# Source passage:
· · · · ·

# M by Mariah Carey?



## Honey B. Fly (Jan 11, 2008)

*is any1 else loving this perfume too? it smells so pretty to me. i think the strongest note in it is marshmellow and i freaking love how it smells on my skin.*


----------



## SparklingWaves (Jan 11, 2008)

No, I haven't.  However, I do like the smell of marshmallows.  I will have to test that.


----------



## liv (Jan 11, 2008)

I haven't, but I abhor that bottle.  So tacky.  I know butterflies are her thing, but I think they could have made it look less "tween-y"


----------



## mena22787 (Jan 11, 2008)

meh, it's ok, don't really love it or hate it


----------



## DominicanBarbie (Jan 11, 2008)

I love the way marshmallow's smell. I actually passed by the Mariah scent the other day. The bottle alone turned me off I hate it but if it smells like marshmallows I might have to try a sample.

· · · · ·

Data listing
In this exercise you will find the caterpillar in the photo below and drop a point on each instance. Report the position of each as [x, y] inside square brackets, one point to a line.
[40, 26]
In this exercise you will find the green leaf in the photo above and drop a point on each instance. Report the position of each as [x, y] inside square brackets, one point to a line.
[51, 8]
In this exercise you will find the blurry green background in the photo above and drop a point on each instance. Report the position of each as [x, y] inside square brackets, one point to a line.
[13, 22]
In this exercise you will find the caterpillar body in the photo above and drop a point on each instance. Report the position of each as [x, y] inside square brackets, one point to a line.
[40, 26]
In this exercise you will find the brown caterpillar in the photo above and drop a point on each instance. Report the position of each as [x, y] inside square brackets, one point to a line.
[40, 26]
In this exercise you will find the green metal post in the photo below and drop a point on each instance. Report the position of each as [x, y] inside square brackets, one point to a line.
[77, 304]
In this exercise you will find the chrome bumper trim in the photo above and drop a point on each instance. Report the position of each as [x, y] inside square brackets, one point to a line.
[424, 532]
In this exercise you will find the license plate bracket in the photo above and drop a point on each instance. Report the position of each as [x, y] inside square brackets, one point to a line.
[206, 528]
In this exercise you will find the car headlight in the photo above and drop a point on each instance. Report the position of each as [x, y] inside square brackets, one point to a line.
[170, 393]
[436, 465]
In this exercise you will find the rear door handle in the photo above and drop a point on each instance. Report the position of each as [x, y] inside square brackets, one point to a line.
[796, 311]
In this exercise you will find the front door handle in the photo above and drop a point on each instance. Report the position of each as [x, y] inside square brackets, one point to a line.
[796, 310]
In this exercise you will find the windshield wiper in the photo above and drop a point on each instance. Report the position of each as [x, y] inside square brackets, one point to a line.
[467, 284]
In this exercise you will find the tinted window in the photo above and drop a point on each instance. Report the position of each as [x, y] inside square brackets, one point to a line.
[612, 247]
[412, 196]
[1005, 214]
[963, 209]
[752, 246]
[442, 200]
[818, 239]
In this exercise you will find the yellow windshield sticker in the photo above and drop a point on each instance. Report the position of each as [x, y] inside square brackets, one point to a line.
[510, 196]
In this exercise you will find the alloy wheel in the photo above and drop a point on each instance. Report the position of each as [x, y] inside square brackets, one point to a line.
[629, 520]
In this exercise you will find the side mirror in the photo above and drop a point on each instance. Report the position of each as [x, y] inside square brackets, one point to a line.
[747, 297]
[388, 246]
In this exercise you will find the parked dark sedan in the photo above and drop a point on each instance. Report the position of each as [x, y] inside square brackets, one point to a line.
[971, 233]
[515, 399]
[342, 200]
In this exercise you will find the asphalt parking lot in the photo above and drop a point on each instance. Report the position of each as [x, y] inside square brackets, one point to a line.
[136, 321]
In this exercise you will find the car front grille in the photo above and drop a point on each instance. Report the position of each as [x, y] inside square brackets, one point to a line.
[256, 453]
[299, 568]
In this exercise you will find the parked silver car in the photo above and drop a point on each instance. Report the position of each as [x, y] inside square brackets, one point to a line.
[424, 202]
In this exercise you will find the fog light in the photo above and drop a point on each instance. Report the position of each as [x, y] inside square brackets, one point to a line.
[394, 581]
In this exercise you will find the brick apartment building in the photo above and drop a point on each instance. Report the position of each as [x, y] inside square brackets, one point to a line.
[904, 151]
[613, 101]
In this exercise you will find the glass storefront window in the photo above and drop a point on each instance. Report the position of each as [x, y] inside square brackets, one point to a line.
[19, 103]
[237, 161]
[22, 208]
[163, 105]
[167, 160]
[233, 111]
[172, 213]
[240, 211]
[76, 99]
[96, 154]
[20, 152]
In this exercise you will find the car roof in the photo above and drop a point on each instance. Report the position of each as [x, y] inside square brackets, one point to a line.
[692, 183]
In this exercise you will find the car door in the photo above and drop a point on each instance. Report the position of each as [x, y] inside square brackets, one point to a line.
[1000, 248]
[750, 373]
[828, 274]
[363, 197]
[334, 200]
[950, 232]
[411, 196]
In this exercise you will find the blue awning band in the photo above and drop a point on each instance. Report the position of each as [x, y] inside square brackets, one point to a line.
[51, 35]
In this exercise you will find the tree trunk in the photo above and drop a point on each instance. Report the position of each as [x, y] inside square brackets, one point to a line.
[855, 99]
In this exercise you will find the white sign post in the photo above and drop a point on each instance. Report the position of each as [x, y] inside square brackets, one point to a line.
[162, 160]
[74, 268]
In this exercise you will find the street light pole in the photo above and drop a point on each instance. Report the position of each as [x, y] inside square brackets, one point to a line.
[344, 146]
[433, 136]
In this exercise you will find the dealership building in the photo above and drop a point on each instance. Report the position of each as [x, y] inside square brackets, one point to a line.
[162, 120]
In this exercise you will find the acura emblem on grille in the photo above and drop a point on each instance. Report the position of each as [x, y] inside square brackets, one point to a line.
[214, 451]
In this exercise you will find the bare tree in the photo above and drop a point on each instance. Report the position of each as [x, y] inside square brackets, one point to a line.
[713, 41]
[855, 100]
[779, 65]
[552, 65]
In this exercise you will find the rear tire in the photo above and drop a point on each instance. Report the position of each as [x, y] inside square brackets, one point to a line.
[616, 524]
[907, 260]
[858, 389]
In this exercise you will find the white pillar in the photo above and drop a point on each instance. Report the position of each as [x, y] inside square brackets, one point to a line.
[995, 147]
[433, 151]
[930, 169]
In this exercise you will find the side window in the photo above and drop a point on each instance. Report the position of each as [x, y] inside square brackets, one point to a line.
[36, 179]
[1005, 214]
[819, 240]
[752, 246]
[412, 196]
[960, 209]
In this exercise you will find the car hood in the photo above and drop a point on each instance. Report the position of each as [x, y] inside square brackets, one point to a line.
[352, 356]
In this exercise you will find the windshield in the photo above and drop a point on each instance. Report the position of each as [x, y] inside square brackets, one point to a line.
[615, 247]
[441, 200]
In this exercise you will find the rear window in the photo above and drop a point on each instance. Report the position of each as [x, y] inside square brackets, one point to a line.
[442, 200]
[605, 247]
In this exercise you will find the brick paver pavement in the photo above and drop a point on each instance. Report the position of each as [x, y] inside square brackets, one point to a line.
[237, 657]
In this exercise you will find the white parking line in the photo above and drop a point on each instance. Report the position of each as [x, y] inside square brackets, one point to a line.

· · · · ·

# Requirements:
**A)** Can you print the part of the perfume thread from "# M by Mariah" up to and including "SparklingWaves (Jan 11, 2008)"?
**B)** Which lines of the records contain the word "handle"? Return every one of them.
The forum thread and the records come from unrelated sources.

# The replies:
**A)**
# M by Mariah Carey?



## Honey B. Fly (Jan 11, 2008)

*is any1 else loving this perfume too? it smells so pretty to me. i think the strongest note in it is marshmellow and i freaking love how it smells on my skin.*


----------



## SparklingWaves (Jan 11, 2008)

**B)**
In this exercise you will find the rear door handle in the photo above and drop a point on each instance. Report the position of each as [x, y] inside square brackets, one point to a line.
In this exercise you will find the front door handle in the photo above and drop a point on each instance. Report the position of each as [x, y] inside square brackets, one point to a line.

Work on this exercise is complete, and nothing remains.